=== Exercise inputs ===
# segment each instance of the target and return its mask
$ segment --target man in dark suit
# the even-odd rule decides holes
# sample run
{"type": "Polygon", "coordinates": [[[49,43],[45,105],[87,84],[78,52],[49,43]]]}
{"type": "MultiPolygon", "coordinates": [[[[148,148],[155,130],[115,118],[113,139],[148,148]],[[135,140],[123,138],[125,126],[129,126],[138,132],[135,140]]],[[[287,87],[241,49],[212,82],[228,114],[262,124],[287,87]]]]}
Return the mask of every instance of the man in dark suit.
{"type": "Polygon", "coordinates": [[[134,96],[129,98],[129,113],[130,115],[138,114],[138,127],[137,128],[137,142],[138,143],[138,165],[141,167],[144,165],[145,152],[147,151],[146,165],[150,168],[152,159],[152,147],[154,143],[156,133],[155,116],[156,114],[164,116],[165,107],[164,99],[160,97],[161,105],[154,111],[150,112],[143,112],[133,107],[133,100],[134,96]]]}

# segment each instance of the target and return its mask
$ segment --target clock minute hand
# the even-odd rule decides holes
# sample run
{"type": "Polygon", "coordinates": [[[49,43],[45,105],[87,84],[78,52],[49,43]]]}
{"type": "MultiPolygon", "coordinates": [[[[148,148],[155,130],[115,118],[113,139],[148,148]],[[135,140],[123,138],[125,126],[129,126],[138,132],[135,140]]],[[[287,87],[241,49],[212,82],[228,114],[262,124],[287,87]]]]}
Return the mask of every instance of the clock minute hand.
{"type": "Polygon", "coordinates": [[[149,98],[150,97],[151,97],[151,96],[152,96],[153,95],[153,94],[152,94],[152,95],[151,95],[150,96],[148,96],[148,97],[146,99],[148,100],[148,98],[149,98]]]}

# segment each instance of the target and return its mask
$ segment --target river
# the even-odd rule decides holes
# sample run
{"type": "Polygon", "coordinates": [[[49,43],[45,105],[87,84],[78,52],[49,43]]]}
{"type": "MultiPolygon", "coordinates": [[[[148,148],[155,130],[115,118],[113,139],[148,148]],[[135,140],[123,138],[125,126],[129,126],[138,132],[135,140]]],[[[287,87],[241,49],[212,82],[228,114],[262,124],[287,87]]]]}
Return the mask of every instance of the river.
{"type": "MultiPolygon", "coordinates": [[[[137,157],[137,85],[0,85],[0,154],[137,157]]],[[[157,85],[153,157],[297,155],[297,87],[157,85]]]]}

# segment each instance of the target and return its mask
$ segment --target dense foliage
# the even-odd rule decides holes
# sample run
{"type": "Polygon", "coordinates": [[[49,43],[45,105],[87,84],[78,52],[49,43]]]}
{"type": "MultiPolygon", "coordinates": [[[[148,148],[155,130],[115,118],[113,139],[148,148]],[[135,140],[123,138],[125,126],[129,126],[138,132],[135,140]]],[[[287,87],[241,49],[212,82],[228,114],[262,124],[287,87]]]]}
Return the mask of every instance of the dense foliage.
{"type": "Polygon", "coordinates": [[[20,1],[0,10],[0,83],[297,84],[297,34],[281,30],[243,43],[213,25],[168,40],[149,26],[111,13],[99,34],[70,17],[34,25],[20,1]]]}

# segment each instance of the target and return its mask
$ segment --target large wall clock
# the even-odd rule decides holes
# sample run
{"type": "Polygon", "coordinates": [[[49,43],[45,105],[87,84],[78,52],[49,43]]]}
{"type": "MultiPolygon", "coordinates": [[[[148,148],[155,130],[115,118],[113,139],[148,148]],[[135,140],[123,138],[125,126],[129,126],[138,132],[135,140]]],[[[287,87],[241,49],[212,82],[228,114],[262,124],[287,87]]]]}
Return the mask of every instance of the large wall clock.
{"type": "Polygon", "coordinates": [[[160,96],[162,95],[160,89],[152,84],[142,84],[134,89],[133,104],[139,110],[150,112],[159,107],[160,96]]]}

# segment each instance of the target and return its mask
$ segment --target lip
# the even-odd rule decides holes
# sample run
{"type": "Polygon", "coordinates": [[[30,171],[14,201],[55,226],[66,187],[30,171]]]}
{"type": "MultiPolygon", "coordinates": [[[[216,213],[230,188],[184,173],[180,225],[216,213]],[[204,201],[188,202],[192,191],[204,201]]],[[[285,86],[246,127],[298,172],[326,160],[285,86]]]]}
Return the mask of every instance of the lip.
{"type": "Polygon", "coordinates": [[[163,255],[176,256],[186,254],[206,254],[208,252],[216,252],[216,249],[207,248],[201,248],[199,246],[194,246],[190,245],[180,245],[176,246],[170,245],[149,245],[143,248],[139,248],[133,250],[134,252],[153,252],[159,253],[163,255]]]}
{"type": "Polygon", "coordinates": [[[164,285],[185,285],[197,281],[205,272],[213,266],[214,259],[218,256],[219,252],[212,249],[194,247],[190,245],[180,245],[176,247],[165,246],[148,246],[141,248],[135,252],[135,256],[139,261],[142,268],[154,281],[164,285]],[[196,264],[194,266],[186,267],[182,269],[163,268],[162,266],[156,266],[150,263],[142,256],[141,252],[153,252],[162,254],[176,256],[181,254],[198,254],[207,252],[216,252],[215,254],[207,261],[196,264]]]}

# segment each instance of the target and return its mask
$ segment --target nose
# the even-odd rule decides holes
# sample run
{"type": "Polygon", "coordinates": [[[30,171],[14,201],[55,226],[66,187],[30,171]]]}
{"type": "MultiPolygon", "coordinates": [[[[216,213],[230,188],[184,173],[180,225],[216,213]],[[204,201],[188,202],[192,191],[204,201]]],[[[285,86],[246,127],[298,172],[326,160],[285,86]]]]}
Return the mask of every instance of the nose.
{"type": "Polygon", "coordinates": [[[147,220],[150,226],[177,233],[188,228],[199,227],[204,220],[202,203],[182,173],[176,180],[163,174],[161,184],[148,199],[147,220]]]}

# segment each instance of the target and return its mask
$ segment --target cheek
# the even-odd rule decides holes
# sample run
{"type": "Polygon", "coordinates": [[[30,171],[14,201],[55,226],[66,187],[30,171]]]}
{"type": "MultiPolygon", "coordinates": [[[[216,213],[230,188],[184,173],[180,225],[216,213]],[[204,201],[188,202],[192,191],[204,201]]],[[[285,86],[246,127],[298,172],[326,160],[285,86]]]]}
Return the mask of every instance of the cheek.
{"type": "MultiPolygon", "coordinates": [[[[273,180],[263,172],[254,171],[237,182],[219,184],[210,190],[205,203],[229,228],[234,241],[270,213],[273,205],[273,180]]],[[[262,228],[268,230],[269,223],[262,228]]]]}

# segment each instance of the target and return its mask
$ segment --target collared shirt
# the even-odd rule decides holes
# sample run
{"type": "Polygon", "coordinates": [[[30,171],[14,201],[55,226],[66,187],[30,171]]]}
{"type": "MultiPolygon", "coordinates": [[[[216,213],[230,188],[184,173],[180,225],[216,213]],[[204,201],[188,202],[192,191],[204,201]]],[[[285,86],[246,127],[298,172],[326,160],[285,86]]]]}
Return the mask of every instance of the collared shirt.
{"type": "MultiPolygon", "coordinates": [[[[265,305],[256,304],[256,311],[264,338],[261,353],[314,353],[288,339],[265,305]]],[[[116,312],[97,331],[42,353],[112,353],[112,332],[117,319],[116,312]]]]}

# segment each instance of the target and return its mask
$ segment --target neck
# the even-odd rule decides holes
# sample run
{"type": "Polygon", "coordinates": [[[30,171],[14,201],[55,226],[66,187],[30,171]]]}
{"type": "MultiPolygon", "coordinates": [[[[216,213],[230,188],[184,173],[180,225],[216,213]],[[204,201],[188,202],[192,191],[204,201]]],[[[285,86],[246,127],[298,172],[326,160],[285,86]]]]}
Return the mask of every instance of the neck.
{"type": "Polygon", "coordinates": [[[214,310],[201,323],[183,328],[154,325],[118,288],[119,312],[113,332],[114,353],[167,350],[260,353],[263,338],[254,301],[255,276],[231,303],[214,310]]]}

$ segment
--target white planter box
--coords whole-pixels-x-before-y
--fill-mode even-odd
===
* **What the task asks**
Lay out as a numbered list everything from the very beginning of the records down to the line containing "Return the mask of every instance of the man", both included, omitting any blank lines.

* **Correct output**
1. # segment each instance of the target and return its mask
2. $ segment --target man in dark suit
3. # the even-odd rule decides holes
4. # sample run
5. {"type": "Polygon", "coordinates": [[[49,43],[45,105],[87,84],[78,52],[49,43]]]}
6. {"type": "MultiPolygon", "coordinates": [[[[148,148],[155,130],[115,118],[113,139],[148,148]],[[135,140],[123,138],[125,126],[129,126],[138,132],[135,140]]],[[[287,87],[241,49],[212,82],[228,114],[262,124],[287,87]]]]}
7. Return the mask of every instance of the man in dark suit.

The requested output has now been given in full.